Exciting news! In an earlier post I described my conflict with doing stuff and having something to show for it. Well, it seems that I managed to get over it - at least partly. The past 1.5 months or so I've been rather busy learning Vulkan and hardware ray tracing, and have gotten rather far already!
Though this time I had a bit of help. Instead of doing everything from scratch, I decided to build upon the assets of a Finnish Game Jam 2015 game I was part of, WatDo. Btw, that year was a bit special. I didn't code a single line of (game) code, focusing solely on building the game tilemap with Tiled. Anyway - let's start by briefly talking about doing the new things, and then about the things themselves: learning Vulkan and RT, and also other engine-level stuff such as asset loading and abstractions.
I got inspired (more on a later post?) to finally build my other long-time dream - a game with dynamic 2D soft shadows and diffuse global illumination. Considering everything, I thought that my best bet was to learn hardware ray tracing, which in turn meant learning Vulkan. I had zero knowledge on RT, but I had meant to learn Vulkan on many occasions, as that is a modern high-performance graphics API with many improvements compared to even most modern OpenGL. Especially in the area of multithreading, which is a major focus area on my new "engine" in USGE. I was still rather sceptical of RT, but decided to move on with learning Vulkan first, as that was the pre-requisite and would be very useful by just itself, too.
Learning Vulkan
As I knew very little, it was easy to just start working through a tutorial, and having the tutorial to speak for itself. And for the longest time there even wasn't anything that could have be shared, as it was all just initialization and more initialization. In the end it took me two weeks to complete the tutorial and have a multisampled and textured triangle on the screen.

================================

▶ [TO-DO LIST]
(A) In the blog post on learning Vulkan, rewrite the part that opens with the words containing "Though this time" and closes with "loading and abstractions.", swapping "tilemap" for "level layout".
(B) Answer these questions using the blog post on learning Vulkan:
(i) Which game's assets did the writer decide to build upon?
(ii) What did the writer have zero knowledge of before starting?
(iii) How long did it take the writer to complete the tutorial?
(C) Write what comes next in the blog post on learning Vulkan, picking up after its final sentence.

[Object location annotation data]
================================

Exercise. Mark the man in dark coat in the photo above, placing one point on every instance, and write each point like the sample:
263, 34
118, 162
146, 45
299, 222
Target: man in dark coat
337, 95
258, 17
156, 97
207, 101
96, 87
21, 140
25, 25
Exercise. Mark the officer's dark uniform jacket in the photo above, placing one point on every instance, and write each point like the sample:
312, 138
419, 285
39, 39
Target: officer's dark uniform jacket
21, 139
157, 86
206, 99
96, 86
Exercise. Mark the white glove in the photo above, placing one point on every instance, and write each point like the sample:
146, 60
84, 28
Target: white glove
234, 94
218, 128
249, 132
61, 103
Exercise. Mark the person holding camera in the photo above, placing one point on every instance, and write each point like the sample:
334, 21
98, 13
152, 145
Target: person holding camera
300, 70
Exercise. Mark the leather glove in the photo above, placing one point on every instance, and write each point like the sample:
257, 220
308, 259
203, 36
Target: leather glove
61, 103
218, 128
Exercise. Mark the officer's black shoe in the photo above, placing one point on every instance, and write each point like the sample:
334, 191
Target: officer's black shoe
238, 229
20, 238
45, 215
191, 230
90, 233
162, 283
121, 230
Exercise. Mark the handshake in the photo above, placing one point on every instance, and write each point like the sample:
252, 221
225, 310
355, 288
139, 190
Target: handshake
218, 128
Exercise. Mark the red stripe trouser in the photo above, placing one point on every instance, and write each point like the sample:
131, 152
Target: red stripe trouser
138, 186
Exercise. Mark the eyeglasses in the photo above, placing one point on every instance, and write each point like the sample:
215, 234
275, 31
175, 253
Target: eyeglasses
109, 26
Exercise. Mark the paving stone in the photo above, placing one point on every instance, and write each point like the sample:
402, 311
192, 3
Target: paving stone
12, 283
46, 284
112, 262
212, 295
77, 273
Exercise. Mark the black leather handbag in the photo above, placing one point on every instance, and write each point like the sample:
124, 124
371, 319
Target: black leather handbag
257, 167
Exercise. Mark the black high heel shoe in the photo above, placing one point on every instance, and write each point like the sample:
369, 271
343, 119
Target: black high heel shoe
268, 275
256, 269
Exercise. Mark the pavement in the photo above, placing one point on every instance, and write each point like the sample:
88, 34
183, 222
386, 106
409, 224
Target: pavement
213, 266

================================

▶ [TASK-BY-TASK ANSWERS]
(A)
Though this time I had a bit of help. Instead of doing everything from scratch, I decided to build upon the assets of a Finnish Game Jam 2015 game I was part of, WatDo. Btw, that year was a bit special. I didn't code a single line of (game) code, focusing solely on building the game level layout with Tiled. Anyway - let's start by briefly talking about doing the new things, and then about the things themselves: learning Vulkan and RT, and also other engine-level stuff such as asset loading and abstractions.

(B)
(i) WatDo, a Finnish Game Jam 2015 game the writer was part of.
(ii) RT (hardware ray tracing).
(iii) Two weeks.

(C)
Quite a pleasant surprise, actually. A long time ago when I initially stumbled upon Vulkan and that very same tutorial, I estimated that it would take at least a month or two to complete it! And now I finished it in just two weeks! I even managed to backport my code hot reloading system, and with the new explicit APIs of Vulkan (and my own GLFW windowing code), it was slightly easier to accomplish it than with USGE which used OpenGL and Silk.NET.Windowing. Of course the initial discovery work done on the topic was extremely important; I'm hoping to share some details on a VLOG post later. But no promises.
The tutorial I used was perhaps intentionally focused on NOT building abstractions on top of the Vulkan functionalities, so after I finished the tutorial I slowly began building those missing pieces for the most common functionalities, concurrently with learning new stuff. But with an asterisk. I intentionally tried not to abstract too many things, as I still know very little about Vulkan and the use cases. I've also read too many horror stories on just building engine abstractions and losing all will to continue after that work is "done". And in the olden times that's exactly how I rolled, and it was glorious! Cool stuff can be done even without great abstractions, to a point. So let's do just that and see where we end up. Especially when there are some rather major engine-level things I'm yet to do (and don't yet know how to best to them), and all those can affects things by a lot.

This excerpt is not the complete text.